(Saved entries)
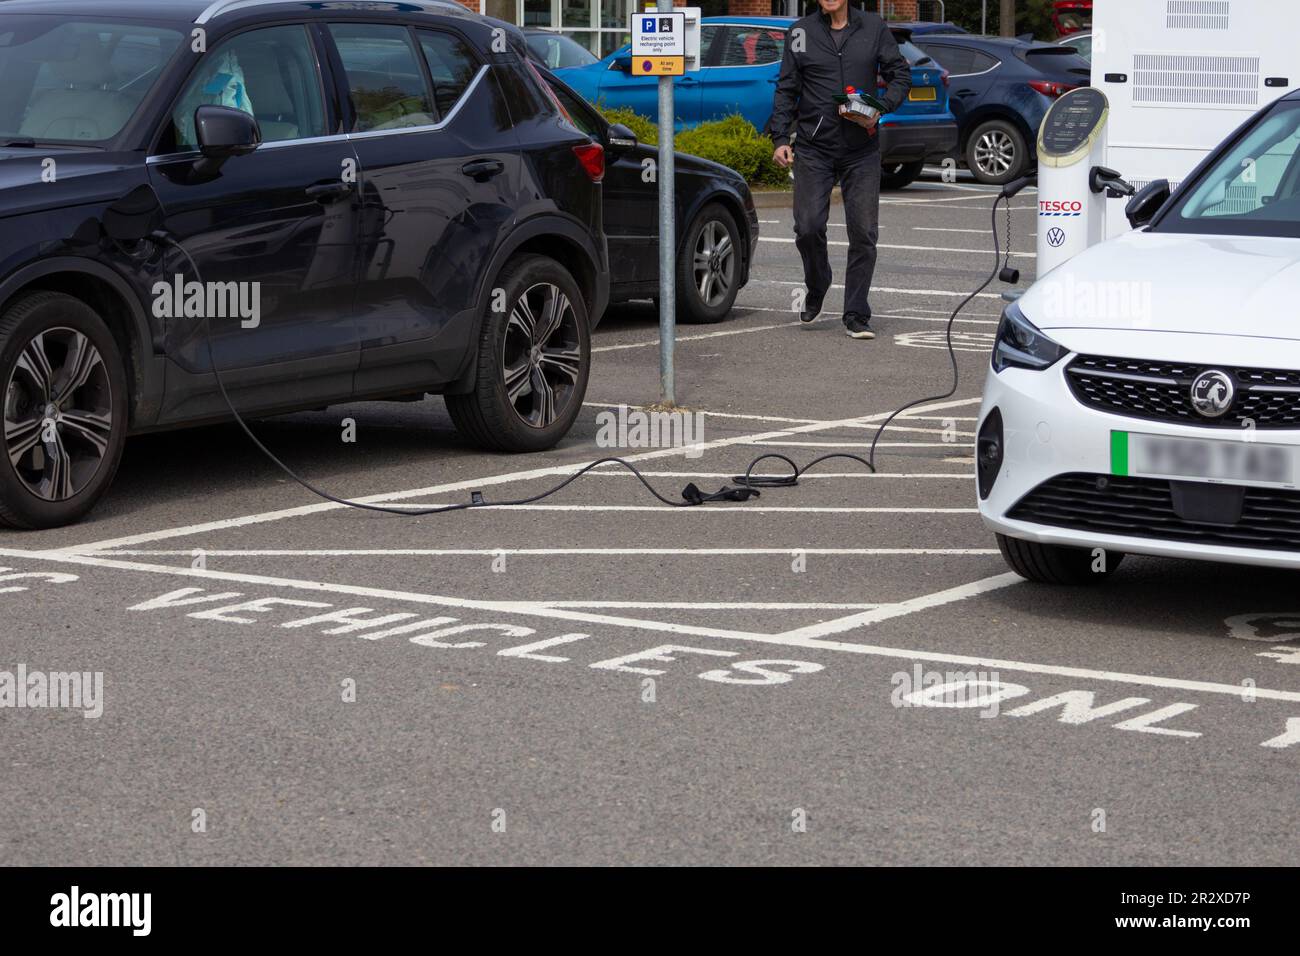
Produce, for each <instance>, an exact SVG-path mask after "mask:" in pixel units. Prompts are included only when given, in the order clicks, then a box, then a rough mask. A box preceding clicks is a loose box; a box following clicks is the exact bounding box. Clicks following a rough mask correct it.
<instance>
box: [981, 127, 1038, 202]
mask: <svg viewBox="0 0 1300 956" xmlns="http://www.w3.org/2000/svg"><path fill="white" fill-rule="evenodd" d="M966 165H967V168H969V169H970V170H971V174H972V176H974V177H975V179H976V181H978V182H983V183H987V185H991V186H1005V185H1006V183H1009V182H1010V181H1011V179H1018V178H1021V177H1022V176H1024V170H1026V169H1027V168H1028V165H1030V150H1028V147H1027V146H1026V144H1024V137H1023V135H1022V134H1021V130H1018V129H1017V127H1015V125H1014V124H1010V122H1008V121H1006V120H989V121H987V122H982V124H980V125H979V126H976V127H975V129H974V131H972V133H971V137H970V139H969V140H966Z"/></svg>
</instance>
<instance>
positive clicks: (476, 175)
mask: <svg viewBox="0 0 1300 956" xmlns="http://www.w3.org/2000/svg"><path fill="white" fill-rule="evenodd" d="M504 169H506V164H504V163H502V161H500V160H474V161H473V163H465V165H463V166H460V172H461V173H464V174H465V176H472V177H473V178H474V179H476V181H477V182H487V179H490V178H491V177H494V176H497V174H498V173H502V172H504Z"/></svg>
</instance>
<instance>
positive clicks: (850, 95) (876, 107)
mask: <svg viewBox="0 0 1300 956" xmlns="http://www.w3.org/2000/svg"><path fill="white" fill-rule="evenodd" d="M833 99H835V101H836V103H837V104H840V105H841V107H844V108H845V109H846V111H848V112H850V113H858V114H859V116H865V117H867V118H868V120H878V118H880V114H881V113H884V112H885V104H884V103H881V101H880V100H879V99H878V98H875V96H872V95H871V94H868V92H861V91H859V90H857V88H854V87H852V86H846V87H844V92H837V94H835V96H833Z"/></svg>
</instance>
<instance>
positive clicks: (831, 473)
mask: <svg viewBox="0 0 1300 956" xmlns="http://www.w3.org/2000/svg"><path fill="white" fill-rule="evenodd" d="M590 473H591V475H602V476H604V477H636V475H633V473H632V472H630V471H623V470H619V471H602V470H601V468H597V470H595V471H593V472H590ZM641 473H642V475H645V476H646V477H710V479H727V480H731V479H733V477H737V476H738V475H742V473H744V472H735V471H642V472H641ZM788 476H789V472H788V471H787V472H781V473H777V472H767V471H755V472H754V473H753V476H751V477H788ZM831 477H833V479H887V477H892V479H909V480H911V479H953V480H957V481H974V480H975V475H974V473H970V472H965V471H950V472H943V471H936V472H907V473H898V472H891V471H876V472H871V471H811V472H809V473H807V475H800V481H803V480H806V479H831Z"/></svg>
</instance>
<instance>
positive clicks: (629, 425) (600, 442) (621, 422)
mask: <svg viewBox="0 0 1300 956" xmlns="http://www.w3.org/2000/svg"><path fill="white" fill-rule="evenodd" d="M595 425H597V432H595V445H597V447H602V449H676V447H680V449H684V450H685V455H686V458H699V457H701V455H702V454H705V450H703V441H705V414H703V412H698V411H697V412H690V411H646V410H642V408H629V407H628V406H625V405H620V406H619V407H617V408H610V410H607V411H602V412H599V414H598V415H597V416H595Z"/></svg>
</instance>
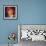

**Work to be completed**.
Which lines of the items above contain the string "positive", with case counting? Copy each of those lines.

**Result for this task**.
positive clicks: (476, 175)
positive clicks: (850, 95) (876, 107)
positive clicks: (831, 473)
positive clicks: (629, 425) (600, 442) (621, 422)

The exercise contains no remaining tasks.